**Working data:**
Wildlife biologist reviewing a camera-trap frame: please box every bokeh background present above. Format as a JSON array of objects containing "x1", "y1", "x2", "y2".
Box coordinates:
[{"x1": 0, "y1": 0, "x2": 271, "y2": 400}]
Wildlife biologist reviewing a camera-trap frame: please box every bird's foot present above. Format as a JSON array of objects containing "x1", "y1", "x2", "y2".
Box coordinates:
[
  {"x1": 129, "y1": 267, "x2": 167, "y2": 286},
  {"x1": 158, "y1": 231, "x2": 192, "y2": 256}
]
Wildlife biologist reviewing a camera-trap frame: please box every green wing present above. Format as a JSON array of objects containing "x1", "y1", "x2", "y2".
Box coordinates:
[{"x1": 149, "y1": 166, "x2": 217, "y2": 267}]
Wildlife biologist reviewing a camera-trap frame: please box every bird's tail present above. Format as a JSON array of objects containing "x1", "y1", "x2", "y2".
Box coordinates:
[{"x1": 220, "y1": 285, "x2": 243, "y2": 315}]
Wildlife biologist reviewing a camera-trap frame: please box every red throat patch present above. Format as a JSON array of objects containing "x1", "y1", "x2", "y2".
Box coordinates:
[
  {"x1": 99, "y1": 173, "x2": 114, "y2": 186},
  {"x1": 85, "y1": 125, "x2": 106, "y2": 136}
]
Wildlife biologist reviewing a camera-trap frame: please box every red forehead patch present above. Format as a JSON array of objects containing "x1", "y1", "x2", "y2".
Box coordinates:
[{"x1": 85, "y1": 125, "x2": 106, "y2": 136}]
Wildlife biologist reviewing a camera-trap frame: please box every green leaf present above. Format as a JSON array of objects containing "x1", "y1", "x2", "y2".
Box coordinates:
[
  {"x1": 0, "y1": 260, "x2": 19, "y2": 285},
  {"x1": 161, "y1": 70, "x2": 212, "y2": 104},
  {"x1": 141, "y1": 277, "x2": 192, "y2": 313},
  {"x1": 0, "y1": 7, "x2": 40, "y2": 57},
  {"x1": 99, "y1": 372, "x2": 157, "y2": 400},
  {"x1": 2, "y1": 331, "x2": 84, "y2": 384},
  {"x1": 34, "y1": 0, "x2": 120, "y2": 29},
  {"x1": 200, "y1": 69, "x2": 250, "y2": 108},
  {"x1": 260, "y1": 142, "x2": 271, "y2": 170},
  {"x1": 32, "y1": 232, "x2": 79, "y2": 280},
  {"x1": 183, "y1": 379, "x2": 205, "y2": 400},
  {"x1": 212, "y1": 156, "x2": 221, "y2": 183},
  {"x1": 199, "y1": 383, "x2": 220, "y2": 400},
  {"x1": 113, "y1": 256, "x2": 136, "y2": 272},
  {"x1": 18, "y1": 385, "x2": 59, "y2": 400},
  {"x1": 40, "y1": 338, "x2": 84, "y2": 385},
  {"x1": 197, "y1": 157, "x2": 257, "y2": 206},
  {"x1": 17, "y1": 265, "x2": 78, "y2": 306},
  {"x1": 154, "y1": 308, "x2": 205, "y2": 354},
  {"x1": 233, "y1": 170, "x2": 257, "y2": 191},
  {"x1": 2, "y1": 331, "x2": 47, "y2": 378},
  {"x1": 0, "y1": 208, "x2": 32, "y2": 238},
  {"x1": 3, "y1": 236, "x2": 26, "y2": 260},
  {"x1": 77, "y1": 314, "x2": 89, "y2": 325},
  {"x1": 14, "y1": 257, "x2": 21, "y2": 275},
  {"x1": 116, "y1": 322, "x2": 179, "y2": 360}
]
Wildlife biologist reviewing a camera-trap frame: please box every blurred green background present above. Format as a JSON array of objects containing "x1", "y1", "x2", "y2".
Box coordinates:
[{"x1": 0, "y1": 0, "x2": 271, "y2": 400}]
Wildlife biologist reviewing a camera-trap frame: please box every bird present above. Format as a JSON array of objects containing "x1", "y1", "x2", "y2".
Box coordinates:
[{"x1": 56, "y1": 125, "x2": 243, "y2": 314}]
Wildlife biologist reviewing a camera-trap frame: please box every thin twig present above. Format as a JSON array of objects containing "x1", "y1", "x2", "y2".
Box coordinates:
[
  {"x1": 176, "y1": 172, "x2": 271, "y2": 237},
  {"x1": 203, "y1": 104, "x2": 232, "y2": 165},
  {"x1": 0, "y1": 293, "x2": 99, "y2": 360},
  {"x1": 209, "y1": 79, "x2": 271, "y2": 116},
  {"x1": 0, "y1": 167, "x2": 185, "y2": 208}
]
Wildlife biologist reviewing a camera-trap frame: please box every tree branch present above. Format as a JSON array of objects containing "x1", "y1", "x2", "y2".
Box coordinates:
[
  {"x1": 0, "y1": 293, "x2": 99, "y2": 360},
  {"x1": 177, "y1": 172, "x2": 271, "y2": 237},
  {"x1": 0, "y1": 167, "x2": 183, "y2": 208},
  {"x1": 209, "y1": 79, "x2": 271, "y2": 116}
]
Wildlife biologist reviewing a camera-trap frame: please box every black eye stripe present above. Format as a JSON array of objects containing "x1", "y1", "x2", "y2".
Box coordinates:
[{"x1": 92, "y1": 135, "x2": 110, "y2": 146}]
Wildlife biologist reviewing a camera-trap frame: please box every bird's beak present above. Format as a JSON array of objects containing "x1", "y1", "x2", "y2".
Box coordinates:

**What is needed:** Convert every line of the data above into a Markdown table with the columns No. and Line. Skip blank lines and number the remaining rows in order.

**Solution to the problem:**
| No. | Line |
|---|---|
| 1 | Wildlife biologist reviewing a camera-trap frame: please box every bokeh background present above. Format as a JSON array of objects containing "x1", "y1", "x2", "y2". |
| 2 | Box coordinates: |
| 3 | [{"x1": 0, "y1": 0, "x2": 271, "y2": 400}] |
| 4 | Wildlife biologist reviewing a camera-trap frame: please box every bird's foot present above. Format as a JSON array of objects containing "x1", "y1", "x2", "y2". |
| 5 | Box coordinates: |
| 6 | [ |
| 7 |   {"x1": 129, "y1": 267, "x2": 167, "y2": 286}, |
| 8 |   {"x1": 158, "y1": 231, "x2": 192, "y2": 256} |
| 9 | ] |
| 10 | Wildlife biologist reviewing a camera-trap frame: please box every green wing present above. Format as a JSON array of objects containing "x1", "y1", "x2", "y2". |
| 11 | Box coordinates: |
| 12 | [{"x1": 149, "y1": 166, "x2": 217, "y2": 267}] |
| 13 | Wildlife biologist reviewing a camera-trap frame: please box every bird's tail present above. Format as a JSON array of objects containing "x1", "y1", "x2", "y2". |
| 14 | Box coordinates: |
| 15 | [{"x1": 220, "y1": 285, "x2": 243, "y2": 315}] |
| 16 | Wildlife biologist reviewing a camera-trap frame: please box every red throat patch present above. Format as a JSON array of objects containing "x1", "y1", "x2", "y2". |
| 17 | Box coordinates: |
| 18 | [ |
| 19 |   {"x1": 99, "y1": 173, "x2": 114, "y2": 186}, |
| 20 |   {"x1": 85, "y1": 125, "x2": 106, "y2": 136} |
| 21 | ] |
| 22 | Wildlife biologist reviewing a camera-trap frame: please box every red forehead patch present above. Format as a JSON array of objects containing "x1", "y1", "x2", "y2". |
| 23 | Box coordinates: |
| 24 | [{"x1": 85, "y1": 125, "x2": 106, "y2": 136}] |
| 25 | Wildlife biologist reviewing a camera-trap frame: please box every green leaf present above. Format as a JSON array of objects containing "x1", "y1", "x2", "y2". |
| 26 | Box coordinates: |
| 27 | [ |
| 28 |   {"x1": 0, "y1": 260, "x2": 19, "y2": 285}, |
| 29 |   {"x1": 161, "y1": 70, "x2": 212, "y2": 104}, |
| 30 |   {"x1": 141, "y1": 277, "x2": 192, "y2": 313}, |
| 31 |   {"x1": 0, "y1": 7, "x2": 40, "y2": 57}, |
| 32 |   {"x1": 99, "y1": 372, "x2": 157, "y2": 400}, |
| 33 |   {"x1": 2, "y1": 331, "x2": 84, "y2": 384}, |
| 34 |   {"x1": 34, "y1": 0, "x2": 120, "y2": 29}, |
| 35 |   {"x1": 200, "y1": 69, "x2": 250, "y2": 108}, |
| 36 |   {"x1": 260, "y1": 142, "x2": 271, "y2": 170}, |
| 37 |   {"x1": 32, "y1": 232, "x2": 79, "y2": 280}, |
| 38 |   {"x1": 183, "y1": 379, "x2": 205, "y2": 400}, |
| 39 |   {"x1": 212, "y1": 156, "x2": 221, "y2": 183}, |
| 40 |   {"x1": 199, "y1": 383, "x2": 220, "y2": 400}, |
| 41 |   {"x1": 113, "y1": 256, "x2": 136, "y2": 272}, |
| 42 |   {"x1": 18, "y1": 385, "x2": 59, "y2": 400}, |
| 43 |   {"x1": 40, "y1": 338, "x2": 84, "y2": 385}, |
| 44 |   {"x1": 197, "y1": 157, "x2": 257, "y2": 206}, |
| 45 |   {"x1": 17, "y1": 265, "x2": 78, "y2": 306}, |
| 46 |   {"x1": 154, "y1": 308, "x2": 205, "y2": 354}, |
| 47 |   {"x1": 233, "y1": 170, "x2": 257, "y2": 191}, |
| 48 |   {"x1": 2, "y1": 331, "x2": 47, "y2": 378}, |
| 49 |   {"x1": 0, "y1": 208, "x2": 32, "y2": 238}, |
| 50 |   {"x1": 3, "y1": 236, "x2": 26, "y2": 260}, |
| 51 |   {"x1": 77, "y1": 314, "x2": 89, "y2": 325}, |
| 52 |   {"x1": 14, "y1": 257, "x2": 21, "y2": 275}, |
| 53 |   {"x1": 116, "y1": 322, "x2": 179, "y2": 360} |
| 54 | ] |
| 55 | Wildlife biologist reviewing a camera-trap frame: please box every blurred green background present above. Format as a JSON array of objects containing "x1", "y1", "x2", "y2". |
| 56 | Box coordinates: |
| 57 | [{"x1": 0, "y1": 0, "x2": 271, "y2": 400}] |
| 58 | Wildlife biologist reviewing a camera-trap frame: please box every bird present above. Format as a JSON array of objects containing "x1", "y1", "x2", "y2". |
| 59 | Box coordinates: |
| 60 | [{"x1": 56, "y1": 125, "x2": 243, "y2": 314}] |
| 61 | Wildlife biologist reviewing a camera-trap frame: please box every thin twig present above. Format as a JSON array of objects containing "x1", "y1", "x2", "y2". |
| 62 | Box coordinates: |
| 63 | [ |
| 64 |   {"x1": 176, "y1": 172, "x2": 271, "y2": 237}, |
| 65 |   {"x1": 203, "y1": 104, "x2": 232, "y2": 165}, |
| 66 |   {"x1": 0, "y1": 293, "x2": 99, "y2": 360}, |
| 67 |   {"x1": 209, "y1": 79, "x2": 271, "y2": 116}, |
| 68 |   {"x1": 0, "y1": 167, "x2": 185, "y2": 208} |
| 69 | ] |
| 70 | Wildlife biologist reviewing a camera-trap frame: please box every tree branch present above. Format as a JSON array of objects containing "x1", "y1", "x2", "y2". |
| 71 | Box coordinates: |
| 72 | [ |
| 73 |   {"x1": 0, "y1": 293, "x2": 99, "y2": 360}, |
| 74 |   {"x1": 177, "y1": 172, "x2": 271, "y2": 237}, |
| 75 |   {"x1": 0, "y1": 167, "x2": 183, "y2": 208}, |
| 76 |   {"x1": 209, "y1": 79, "x2": 271, "y2": 116} |
| 77 | ] |
| 78 | Wildlife biologist reviewing a camera-trap frame: please box every black eye stripe present above. Format as a JSON array of objects containing "x1", "y1", "x2", "y2". |
| 79 | Box coordinates: |
| 80 | [{"x1": 92, "y1": 135, "x2": 110, "y2": 146}] |
| 81 | Wildlife biologist reviewing a camera-trap frame: please box every bird's beak present above. Format as a JSON array of objects containing "x1", "y1", "x2", "y2". |
| 82 | Box coordinates: |